* Dataset entries *
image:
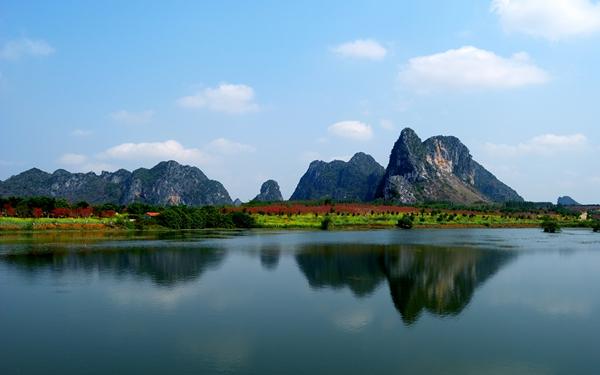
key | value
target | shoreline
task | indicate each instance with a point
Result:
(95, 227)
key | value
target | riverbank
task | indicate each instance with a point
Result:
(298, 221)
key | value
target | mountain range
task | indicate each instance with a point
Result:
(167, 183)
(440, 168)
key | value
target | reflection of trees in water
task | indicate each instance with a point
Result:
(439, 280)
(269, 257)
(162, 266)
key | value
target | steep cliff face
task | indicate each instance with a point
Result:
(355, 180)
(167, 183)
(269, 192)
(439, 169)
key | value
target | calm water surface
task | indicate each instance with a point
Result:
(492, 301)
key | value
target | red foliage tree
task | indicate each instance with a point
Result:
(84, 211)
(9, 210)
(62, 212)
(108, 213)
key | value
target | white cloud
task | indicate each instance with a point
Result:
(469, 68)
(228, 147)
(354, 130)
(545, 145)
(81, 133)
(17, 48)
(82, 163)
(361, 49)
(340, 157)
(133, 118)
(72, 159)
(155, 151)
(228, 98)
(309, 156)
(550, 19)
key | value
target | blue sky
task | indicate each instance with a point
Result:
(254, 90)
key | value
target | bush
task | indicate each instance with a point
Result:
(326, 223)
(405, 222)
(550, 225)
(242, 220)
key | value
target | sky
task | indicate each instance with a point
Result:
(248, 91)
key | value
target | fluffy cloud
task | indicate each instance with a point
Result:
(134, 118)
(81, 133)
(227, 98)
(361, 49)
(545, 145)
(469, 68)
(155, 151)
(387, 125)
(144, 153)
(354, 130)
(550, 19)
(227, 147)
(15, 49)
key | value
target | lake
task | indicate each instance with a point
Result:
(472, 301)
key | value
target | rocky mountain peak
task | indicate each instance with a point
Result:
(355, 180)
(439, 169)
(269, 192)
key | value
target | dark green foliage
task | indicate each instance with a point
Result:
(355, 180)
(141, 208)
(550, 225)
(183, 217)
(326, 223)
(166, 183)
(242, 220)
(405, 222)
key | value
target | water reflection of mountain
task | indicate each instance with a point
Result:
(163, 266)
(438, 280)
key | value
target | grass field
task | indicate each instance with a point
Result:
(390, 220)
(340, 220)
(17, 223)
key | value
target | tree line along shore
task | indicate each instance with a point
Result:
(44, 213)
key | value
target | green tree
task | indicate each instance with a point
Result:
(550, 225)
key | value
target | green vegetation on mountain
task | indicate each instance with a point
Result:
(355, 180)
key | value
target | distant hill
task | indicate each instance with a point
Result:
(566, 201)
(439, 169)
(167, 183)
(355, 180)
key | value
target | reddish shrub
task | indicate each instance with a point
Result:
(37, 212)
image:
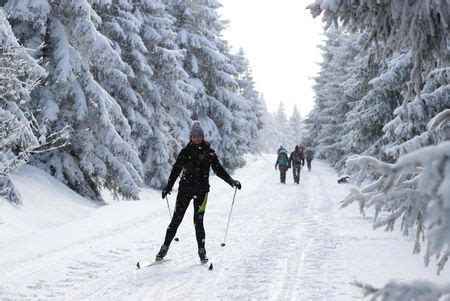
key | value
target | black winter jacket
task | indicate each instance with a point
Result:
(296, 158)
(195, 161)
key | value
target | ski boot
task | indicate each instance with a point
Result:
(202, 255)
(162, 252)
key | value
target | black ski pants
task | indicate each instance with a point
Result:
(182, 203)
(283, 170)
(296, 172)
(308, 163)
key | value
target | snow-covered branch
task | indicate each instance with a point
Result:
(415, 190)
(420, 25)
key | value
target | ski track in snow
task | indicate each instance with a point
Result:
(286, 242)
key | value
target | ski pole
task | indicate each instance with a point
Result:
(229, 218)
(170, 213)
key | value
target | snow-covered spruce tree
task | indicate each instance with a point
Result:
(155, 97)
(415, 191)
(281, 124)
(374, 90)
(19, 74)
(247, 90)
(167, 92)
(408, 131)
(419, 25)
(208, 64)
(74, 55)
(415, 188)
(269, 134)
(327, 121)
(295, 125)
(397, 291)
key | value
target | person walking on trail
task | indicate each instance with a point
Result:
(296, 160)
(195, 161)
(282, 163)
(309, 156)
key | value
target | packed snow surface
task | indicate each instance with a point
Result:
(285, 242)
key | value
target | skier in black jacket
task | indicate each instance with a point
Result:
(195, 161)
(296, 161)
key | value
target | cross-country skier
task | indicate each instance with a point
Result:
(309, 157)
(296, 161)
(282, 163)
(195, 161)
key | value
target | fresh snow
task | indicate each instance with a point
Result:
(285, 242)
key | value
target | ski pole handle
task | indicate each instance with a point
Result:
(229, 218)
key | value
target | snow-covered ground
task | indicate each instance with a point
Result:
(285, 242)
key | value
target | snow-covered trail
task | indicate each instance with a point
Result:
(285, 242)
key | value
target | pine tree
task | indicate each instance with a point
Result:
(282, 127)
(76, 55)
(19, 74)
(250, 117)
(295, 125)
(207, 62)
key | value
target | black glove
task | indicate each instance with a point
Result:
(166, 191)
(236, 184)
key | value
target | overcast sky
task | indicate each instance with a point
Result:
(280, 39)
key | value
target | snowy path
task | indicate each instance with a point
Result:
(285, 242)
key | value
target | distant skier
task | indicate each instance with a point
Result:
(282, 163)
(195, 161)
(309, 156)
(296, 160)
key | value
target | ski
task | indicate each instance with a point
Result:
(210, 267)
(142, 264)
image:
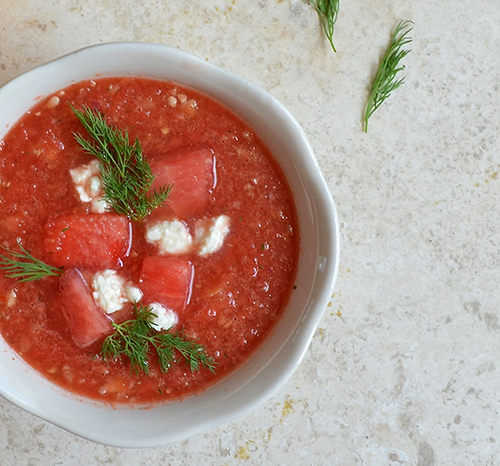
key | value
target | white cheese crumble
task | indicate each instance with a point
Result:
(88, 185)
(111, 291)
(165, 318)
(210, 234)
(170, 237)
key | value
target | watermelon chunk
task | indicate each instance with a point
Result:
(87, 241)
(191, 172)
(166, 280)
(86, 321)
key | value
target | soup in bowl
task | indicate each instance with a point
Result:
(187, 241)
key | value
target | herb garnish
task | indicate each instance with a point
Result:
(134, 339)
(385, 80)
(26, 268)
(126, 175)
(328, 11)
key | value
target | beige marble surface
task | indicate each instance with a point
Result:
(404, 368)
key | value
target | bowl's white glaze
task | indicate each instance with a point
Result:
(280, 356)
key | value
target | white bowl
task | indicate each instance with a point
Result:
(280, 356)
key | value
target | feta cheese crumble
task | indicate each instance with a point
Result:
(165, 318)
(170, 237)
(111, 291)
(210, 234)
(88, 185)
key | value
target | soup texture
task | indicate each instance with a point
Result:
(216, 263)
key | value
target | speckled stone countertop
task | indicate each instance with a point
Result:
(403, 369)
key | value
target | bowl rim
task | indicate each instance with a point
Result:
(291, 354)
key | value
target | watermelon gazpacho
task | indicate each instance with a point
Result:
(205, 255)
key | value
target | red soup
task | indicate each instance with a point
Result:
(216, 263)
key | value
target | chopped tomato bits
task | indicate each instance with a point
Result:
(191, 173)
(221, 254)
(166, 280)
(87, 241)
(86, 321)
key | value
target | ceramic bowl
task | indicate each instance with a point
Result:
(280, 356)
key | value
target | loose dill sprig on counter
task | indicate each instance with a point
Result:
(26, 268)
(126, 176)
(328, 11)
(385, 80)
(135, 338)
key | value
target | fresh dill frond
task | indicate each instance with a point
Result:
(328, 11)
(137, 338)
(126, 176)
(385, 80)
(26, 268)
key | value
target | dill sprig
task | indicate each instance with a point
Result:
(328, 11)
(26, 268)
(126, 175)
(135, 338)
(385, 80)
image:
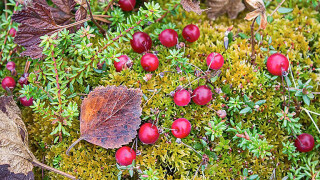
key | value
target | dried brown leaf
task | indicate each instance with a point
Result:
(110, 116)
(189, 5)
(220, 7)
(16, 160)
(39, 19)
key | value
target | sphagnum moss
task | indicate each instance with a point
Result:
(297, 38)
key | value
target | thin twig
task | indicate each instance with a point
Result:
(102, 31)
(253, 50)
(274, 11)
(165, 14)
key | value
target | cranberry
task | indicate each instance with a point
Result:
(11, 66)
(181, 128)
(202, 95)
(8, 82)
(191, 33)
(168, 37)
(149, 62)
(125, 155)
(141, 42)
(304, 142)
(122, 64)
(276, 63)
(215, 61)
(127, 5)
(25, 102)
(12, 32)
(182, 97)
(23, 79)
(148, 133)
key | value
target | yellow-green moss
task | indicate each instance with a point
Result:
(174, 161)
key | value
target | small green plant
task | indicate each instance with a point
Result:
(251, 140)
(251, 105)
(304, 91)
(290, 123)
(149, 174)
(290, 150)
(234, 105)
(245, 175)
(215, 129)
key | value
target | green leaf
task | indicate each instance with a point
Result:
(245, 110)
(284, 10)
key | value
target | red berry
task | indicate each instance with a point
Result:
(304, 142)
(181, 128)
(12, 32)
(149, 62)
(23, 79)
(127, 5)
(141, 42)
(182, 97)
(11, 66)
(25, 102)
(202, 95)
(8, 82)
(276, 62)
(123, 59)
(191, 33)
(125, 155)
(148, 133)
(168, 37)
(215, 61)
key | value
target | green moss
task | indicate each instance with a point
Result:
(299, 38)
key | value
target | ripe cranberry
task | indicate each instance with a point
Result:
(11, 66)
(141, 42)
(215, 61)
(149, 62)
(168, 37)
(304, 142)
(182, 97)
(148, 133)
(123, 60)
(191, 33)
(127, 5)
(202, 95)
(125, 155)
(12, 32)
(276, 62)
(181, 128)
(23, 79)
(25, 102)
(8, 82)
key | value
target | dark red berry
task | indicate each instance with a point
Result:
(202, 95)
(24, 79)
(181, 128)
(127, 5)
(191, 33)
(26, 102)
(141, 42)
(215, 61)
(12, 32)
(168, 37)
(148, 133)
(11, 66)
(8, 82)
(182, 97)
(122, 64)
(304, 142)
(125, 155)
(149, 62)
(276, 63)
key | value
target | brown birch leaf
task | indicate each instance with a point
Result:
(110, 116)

...

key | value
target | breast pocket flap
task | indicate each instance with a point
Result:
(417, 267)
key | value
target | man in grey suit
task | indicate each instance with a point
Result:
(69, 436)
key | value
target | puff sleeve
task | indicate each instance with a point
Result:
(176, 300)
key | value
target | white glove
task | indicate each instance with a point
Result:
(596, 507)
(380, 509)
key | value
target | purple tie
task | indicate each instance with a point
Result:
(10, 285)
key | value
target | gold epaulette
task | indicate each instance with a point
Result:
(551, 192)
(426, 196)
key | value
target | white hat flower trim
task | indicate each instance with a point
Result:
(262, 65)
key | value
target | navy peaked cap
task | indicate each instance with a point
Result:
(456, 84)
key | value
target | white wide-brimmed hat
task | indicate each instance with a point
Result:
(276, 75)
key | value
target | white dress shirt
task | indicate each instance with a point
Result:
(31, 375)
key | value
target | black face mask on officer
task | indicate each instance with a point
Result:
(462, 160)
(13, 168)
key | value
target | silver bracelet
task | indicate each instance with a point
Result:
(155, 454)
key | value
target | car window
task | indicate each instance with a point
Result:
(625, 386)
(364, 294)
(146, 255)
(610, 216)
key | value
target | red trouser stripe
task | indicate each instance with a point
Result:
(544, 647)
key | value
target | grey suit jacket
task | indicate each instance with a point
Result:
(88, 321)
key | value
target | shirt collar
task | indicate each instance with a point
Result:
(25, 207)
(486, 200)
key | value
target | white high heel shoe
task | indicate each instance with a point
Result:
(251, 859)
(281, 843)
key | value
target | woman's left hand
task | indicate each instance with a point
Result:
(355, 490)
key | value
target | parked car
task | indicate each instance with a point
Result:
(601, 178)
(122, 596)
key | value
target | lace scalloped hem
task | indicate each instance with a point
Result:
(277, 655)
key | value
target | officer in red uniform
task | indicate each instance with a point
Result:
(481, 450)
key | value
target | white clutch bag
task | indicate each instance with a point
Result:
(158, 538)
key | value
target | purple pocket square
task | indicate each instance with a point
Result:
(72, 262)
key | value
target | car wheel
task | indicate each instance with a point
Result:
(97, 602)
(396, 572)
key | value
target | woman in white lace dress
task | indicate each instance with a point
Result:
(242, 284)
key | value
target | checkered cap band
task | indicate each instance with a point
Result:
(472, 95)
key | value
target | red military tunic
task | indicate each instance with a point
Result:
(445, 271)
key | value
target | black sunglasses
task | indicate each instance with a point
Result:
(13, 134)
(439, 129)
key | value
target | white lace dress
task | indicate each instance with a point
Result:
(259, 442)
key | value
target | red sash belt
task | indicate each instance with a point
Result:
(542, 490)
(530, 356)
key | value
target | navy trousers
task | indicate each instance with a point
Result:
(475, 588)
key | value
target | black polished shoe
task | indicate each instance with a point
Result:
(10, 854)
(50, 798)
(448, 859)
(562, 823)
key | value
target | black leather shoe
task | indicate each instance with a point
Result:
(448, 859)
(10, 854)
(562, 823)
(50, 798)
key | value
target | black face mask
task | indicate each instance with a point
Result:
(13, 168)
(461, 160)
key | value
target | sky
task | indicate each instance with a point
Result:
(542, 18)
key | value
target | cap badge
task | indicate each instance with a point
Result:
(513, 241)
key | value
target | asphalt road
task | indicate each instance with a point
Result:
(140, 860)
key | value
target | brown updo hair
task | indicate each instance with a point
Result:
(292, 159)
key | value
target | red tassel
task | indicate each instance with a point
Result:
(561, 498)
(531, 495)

==

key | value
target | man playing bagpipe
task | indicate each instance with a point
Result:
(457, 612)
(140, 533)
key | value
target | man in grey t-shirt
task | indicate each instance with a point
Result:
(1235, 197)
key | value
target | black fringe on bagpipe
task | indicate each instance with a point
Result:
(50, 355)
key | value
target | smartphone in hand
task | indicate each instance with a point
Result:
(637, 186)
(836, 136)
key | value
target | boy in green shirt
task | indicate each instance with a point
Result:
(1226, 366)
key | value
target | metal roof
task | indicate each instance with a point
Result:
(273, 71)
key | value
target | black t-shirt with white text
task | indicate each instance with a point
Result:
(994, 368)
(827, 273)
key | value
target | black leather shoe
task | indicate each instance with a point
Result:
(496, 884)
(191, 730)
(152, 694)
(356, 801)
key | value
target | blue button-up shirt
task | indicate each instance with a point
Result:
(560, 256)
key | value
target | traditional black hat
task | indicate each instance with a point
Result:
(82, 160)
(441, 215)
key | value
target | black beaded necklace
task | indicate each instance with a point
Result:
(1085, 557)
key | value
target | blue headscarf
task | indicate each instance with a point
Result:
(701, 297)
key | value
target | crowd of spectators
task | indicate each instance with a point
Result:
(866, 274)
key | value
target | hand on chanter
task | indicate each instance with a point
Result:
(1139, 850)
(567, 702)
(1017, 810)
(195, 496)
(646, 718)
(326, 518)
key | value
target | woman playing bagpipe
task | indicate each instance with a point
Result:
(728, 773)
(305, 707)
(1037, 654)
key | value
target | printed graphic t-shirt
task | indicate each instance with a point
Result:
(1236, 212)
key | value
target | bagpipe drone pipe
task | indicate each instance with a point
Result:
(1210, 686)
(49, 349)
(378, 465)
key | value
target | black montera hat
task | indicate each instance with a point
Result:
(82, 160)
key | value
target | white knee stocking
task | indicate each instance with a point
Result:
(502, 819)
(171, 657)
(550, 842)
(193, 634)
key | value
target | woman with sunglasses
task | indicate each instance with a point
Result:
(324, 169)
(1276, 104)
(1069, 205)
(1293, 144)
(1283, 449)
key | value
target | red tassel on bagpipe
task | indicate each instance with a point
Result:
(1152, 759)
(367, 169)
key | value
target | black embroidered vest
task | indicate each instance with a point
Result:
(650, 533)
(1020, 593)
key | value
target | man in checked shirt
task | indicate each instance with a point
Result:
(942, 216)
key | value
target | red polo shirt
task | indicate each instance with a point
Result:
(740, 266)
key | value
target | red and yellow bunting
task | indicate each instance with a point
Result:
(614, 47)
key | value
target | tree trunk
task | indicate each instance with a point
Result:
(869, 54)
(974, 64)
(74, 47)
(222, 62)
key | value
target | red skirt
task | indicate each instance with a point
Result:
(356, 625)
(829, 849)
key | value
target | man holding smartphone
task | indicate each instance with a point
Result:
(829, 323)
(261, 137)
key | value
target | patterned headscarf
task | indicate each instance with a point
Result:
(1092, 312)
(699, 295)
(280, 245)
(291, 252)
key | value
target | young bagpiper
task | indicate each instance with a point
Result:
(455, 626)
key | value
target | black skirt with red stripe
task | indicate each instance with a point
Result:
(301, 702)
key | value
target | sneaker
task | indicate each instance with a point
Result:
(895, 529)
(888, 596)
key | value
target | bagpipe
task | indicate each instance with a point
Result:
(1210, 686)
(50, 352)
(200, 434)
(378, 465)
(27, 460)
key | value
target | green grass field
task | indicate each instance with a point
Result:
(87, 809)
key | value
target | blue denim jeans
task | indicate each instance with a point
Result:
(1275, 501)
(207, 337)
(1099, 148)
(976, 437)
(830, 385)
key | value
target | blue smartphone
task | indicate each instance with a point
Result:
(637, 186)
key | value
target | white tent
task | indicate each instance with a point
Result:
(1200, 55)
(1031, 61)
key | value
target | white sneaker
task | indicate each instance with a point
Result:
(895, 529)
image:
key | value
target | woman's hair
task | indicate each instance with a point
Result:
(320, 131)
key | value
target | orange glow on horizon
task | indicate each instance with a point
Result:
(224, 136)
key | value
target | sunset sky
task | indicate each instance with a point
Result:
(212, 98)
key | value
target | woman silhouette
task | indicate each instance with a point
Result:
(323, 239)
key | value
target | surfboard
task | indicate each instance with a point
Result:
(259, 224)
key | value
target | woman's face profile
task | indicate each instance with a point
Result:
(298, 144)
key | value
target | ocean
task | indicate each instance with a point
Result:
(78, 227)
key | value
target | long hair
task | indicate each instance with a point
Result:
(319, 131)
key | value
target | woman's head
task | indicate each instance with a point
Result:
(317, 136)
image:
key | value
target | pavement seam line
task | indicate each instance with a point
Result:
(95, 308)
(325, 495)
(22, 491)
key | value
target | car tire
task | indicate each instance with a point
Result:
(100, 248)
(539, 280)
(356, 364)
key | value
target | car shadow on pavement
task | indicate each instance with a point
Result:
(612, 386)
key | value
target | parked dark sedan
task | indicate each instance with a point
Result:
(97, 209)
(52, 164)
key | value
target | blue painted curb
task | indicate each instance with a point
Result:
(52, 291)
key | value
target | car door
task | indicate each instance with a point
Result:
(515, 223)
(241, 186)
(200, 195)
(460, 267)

* PROBLEM REQUIREMENTS *
From the line that has "target | black montera hat" through the line that has "target | white sneaker", copy every line exactly as it appears above, and leave out all others.

* WRITTEN ANSWER *
target | black montera hat
task | indicate each instance with a point
Result:
(82, 160)
key | value
target | white knee stocking
task | indicate each instance with a point
Result:
(502, 819)
(171, 657)
(550, 842)
(193, 634)
key | value
target | woman with sunglasses
task | indicate each instance with a point
Result:
(324, 169)
(1276, 104)
(1069, 205)
(1293, 144)
(1283, 449)
key | value
target | red tassel on bagpipe
task | indicate each instance with a point
Result:
(1152, 759)
(367, 169)
key | value
target | black embroidered vest
task | indicate each instance with a point
Result:
(650, 533)
(1020, 593)
key | value
target | man in checked shirt
task | indicate each instance with a point
Result:
(942, 216)
key | value
target | red polo shirt
task | indicate each instance with a point
Result:
(740, 266)
key | value
target | red and yellow bunting
task | indicate each instance with a point
Result:
(614, 47)
key | value
target | tree trunk
task | indicate each instance with a point
Result:
(869, 54)
(974, 64)
(74, 47)
(222, 62)
key | value
target | red skirt
task | indicate each instance with a point
Result:
(356, 625)
(829, 849)
key | value
target | man holding smartphone
task | indicate each instance with a point
Result:
(829, 323)
(261, 137)
key | value
target | patterned headscarf
task | indicate each instance with a point
Result:
(1092, 312)
(699, 295)
(280, 245)
(291, 252)
key | value
target | young bagpiper
task | indicate each instance with a point
Result:
(455, 626)
key | value
target | black skirt with red stripe
task | indicate each instance with a point
Result:
(301, 702)
key | value
target | sneaker
task | indicate each instance with a point
Result:
(895, 529)
(888, 596)
key | value
target | bagpipe
task | indicate each instance with a point
Result:
(1210, 686)
(50, 352)
(200, 434)
(378, 465)
(27, 460)
key | value
target | green grass field
task | indicate each instance with a point
Result:
(87, 809)
key | value
target | blue denim jeans
task | indicate each instance with a point
Result:
(1275, 501)
(207, 337)
(1099, 148)
(976, 437)
(830, 385)
key | value
target | blue smartphone
task | indicate each instance with a point
Result:
(637, 186)
key | value
target | white tent
task | indicate each instance with a point
Result:
(1200, 55)
(1031, 61)
key | value
target | white sneaker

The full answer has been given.